Recorded data:
# # # # #

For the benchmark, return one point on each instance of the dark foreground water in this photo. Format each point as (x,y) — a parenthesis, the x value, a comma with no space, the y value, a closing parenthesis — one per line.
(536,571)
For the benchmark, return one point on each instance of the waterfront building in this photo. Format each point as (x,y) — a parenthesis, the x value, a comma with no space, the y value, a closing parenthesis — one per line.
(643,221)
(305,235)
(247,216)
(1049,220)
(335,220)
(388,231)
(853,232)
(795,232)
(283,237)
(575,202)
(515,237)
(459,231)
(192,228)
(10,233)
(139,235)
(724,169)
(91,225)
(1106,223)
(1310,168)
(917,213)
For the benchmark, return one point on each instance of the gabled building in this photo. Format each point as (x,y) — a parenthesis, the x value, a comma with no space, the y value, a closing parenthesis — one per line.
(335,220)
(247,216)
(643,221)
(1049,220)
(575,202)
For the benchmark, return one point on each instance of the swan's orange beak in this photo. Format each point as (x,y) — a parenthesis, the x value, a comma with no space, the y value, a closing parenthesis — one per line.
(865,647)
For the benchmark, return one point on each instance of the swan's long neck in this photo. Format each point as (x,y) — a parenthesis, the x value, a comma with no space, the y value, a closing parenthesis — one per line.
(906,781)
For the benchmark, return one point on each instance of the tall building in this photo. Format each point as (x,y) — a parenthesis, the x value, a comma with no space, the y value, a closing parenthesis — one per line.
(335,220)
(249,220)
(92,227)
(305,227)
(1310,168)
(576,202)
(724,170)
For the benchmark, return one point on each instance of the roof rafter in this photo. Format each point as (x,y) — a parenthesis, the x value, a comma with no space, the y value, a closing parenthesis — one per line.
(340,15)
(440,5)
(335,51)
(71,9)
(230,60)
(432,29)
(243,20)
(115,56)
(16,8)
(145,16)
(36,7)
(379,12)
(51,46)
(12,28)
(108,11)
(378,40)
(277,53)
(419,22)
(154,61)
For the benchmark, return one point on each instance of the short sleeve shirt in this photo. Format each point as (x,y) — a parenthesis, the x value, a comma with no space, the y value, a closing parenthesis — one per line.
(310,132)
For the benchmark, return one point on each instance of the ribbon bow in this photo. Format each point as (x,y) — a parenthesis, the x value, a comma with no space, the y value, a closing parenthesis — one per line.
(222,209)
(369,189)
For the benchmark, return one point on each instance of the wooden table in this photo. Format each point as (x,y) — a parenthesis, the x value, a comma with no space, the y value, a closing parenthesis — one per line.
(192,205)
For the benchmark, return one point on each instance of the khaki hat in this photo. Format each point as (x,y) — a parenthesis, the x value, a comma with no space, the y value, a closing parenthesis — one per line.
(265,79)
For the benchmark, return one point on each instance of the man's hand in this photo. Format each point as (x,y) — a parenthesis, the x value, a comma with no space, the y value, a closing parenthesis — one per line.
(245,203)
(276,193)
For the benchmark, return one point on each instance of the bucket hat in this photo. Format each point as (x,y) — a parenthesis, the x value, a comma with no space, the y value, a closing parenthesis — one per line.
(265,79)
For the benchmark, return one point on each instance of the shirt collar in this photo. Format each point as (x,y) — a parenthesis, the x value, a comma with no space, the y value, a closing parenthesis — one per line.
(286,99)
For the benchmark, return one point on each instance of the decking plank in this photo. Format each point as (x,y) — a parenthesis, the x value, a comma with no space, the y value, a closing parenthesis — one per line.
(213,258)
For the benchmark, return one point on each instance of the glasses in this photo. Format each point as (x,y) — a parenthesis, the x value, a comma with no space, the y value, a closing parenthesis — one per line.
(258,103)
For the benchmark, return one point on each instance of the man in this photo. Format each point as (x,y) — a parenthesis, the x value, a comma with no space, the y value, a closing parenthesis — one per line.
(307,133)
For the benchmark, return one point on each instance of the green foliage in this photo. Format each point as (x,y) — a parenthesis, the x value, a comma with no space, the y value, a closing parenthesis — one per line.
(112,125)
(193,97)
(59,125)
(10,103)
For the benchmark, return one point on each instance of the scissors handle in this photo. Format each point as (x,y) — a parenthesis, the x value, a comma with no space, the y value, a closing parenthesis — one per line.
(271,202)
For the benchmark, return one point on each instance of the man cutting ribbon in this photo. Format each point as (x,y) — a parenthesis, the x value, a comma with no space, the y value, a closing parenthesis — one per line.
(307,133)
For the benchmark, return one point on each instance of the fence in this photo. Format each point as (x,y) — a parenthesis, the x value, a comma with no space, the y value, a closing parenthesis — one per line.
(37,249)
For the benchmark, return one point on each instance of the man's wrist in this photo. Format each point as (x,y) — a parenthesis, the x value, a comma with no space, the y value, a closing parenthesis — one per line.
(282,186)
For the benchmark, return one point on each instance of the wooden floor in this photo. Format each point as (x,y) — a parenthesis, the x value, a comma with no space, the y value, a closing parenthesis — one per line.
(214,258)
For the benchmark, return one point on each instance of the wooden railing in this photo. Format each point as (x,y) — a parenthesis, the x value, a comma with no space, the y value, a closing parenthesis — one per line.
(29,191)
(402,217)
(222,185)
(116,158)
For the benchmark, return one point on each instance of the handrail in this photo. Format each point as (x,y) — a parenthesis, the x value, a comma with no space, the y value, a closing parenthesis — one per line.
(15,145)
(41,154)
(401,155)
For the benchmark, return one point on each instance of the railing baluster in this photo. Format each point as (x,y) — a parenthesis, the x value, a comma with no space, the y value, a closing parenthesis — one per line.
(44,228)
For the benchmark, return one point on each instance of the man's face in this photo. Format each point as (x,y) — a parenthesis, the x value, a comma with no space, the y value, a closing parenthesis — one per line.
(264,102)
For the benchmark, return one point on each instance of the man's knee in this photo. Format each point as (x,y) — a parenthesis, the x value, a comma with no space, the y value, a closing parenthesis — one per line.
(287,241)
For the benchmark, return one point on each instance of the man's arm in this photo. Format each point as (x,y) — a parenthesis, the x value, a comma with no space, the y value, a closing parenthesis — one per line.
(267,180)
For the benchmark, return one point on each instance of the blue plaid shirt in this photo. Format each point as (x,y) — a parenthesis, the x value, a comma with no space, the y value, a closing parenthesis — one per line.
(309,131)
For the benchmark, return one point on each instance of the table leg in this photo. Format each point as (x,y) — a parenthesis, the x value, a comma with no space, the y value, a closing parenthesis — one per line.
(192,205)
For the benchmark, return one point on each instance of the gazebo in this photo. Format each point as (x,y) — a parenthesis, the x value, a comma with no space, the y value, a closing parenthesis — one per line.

# # # # #

Given exercise:
Quote exactly what appears from the line containing "of the railing" through the final line of the listing above, including both of those lines.

Answer to the exercise:
For the benchmark, return one point on each instance of the railing baluster in this photo. Format each point as (x,y) — a parenthesis, the x value, a comma with no space, the y value, a closing parenthesis — one per line.
(44,228)
For the benchmark, return one point on each instance of the man's face in this photo. Format each point as (x,y) — a parenthesis, the x value, a comma with no space, the y value, a closing parenthesis — one per line.
(264,102)
For the benchmark, return one point on each instance of the man's knee in this photo. Format each point as (x,y) — a parenthesis, the x value, a comma with no space, the y value, a closing parenthesis — one per line.
(287,241)
For the benchmark, return one point on each instance of the man's arm in this photo. Format each point as (x,y) — a parenthesis, the x value, a comma with no space, the y value, a closing parenthesis — one per line.
(267,180)
For the benchmark, return one point on each instance of the blue plaid shirt in this photo. Format each point as (x,y) — a parenthesis, the x value, a comma with no space, the y value, a closing parenthesis — one per line.
(309,131)
For the benchmark, return one point on each instance of the table leg in this photo. Format each point as (x,y) — a parenthesis, the x value, a comma with no space, the y value, a closing parenthesis — one per line.
(192,205)
For the benchmark, return one point on each instance of the gazebo in this photo. Format each point as (x,y) — a parenthesis, the x value, a comma with no space, the y value, a closing parenthesis — one per line.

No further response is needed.